Out of all the things I could have chosen to write about, for some reason “Twilight of the Idol’s’ caught my eye It was kind of a catchy title, and it was the last thing that Nietzsche wrote that had any merit before he went crazy, although some parts of his philosophy make me think that that isn’t entirely true.

Nietzsche describes Twilight of the Idols as an exploration through the idleness of a psychologist, and a declaration of war against the idols, for they were described by him as being “The most hollow of all beings in which people have the most faith” These essays are divided into the Maxims and Arrows, the problem of Socrates, “Reason” in philosophy, How the “True World” finally Became a Fable, Morality as Anti-Nature, The Four Great Errors, The “Improvers” of Mankind, What the German’s lack, Skirmishes of an Untimely Man, What I Owe to the Ancients, and The Hammer Speaks. Pg. 465 Twilight of the Idols) Maxims And Arrows- Maxims and Arrows is the first part of Nietzsche’s Twilight of the Idols and probably the most telling. It is written in the form of a list like “Nietzsche’s guide to Life” and goes through his basic philosophy shedding light on ever part of his person, from his hatred towards Christianity to his Misogynistic commentary. He begins by putting it all out on the table in the Maxims and Arrows, a list 44 principles that he lives by and sets the tone for the rest of this portion of his writings.

☆ ☆ ☆ ☆ ☆

REQUEST A |
Translate this sentence from the Nietzsche essay above into Spanish: "Maxims and Arrows is the first part of Nietzsche's Twilight of the Idols and probably the most telling."

Location annotation dataset excerpts:
☆ ☆ ☆ ☆ ☆

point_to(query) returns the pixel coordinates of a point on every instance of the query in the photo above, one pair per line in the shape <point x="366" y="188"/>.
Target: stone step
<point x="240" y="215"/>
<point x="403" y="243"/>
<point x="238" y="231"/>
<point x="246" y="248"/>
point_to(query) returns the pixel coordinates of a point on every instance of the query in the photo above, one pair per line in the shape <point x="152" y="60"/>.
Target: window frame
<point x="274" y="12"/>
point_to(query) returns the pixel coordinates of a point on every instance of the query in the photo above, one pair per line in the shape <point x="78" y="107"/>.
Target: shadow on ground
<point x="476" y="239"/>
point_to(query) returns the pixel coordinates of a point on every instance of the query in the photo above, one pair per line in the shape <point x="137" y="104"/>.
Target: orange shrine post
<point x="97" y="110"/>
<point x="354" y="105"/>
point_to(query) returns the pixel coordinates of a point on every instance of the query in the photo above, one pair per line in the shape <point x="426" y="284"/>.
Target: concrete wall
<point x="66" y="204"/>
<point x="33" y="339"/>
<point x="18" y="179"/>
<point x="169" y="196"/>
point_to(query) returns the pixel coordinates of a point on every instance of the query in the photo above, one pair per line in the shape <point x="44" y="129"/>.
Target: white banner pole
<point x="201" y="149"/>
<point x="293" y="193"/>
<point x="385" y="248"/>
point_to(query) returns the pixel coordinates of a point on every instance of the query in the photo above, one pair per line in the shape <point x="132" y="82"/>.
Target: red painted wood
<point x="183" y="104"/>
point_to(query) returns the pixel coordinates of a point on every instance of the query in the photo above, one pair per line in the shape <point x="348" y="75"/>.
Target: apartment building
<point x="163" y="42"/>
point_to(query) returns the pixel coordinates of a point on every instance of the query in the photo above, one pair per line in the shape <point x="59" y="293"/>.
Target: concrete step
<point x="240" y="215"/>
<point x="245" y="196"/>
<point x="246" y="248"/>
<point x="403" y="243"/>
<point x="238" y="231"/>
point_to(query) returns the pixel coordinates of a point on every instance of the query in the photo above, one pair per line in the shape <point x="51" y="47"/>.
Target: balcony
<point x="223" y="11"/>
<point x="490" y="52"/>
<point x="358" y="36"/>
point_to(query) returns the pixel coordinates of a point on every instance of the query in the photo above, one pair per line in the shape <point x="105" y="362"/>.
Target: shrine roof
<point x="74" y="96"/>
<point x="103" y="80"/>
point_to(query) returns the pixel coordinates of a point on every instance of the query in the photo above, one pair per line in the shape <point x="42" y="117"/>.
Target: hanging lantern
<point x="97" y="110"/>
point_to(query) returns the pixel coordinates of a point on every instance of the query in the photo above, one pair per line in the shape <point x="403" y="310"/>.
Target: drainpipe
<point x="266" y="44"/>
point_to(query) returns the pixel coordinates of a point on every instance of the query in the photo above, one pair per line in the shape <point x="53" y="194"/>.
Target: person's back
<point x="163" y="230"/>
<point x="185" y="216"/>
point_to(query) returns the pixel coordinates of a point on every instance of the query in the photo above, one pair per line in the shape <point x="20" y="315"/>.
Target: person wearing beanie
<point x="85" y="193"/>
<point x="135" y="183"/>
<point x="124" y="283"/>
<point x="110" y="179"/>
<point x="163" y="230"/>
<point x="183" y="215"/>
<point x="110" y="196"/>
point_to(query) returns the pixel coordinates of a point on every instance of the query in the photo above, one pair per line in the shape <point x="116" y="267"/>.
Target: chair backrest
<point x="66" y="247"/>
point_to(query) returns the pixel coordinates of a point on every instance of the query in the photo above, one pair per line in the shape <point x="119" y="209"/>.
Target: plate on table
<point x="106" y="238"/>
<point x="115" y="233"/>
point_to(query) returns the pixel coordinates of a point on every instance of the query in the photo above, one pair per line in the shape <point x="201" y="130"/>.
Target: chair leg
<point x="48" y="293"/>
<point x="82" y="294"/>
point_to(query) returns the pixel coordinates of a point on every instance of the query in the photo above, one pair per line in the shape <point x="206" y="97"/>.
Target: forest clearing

☆ ☆ ☆ ☆ ☆

REQUEST B |
Locate each line in the entries above that contains the word "chair", and copy those lines.

EXPECTED OUTPUT A |
Máximas y flechas es la primera parte del Crepúsculo de los ídolos de Nietzsche y probablemente la más reveladora.

EXPECTED OUTPUT B |
Target: chair backrest
Target: chair leg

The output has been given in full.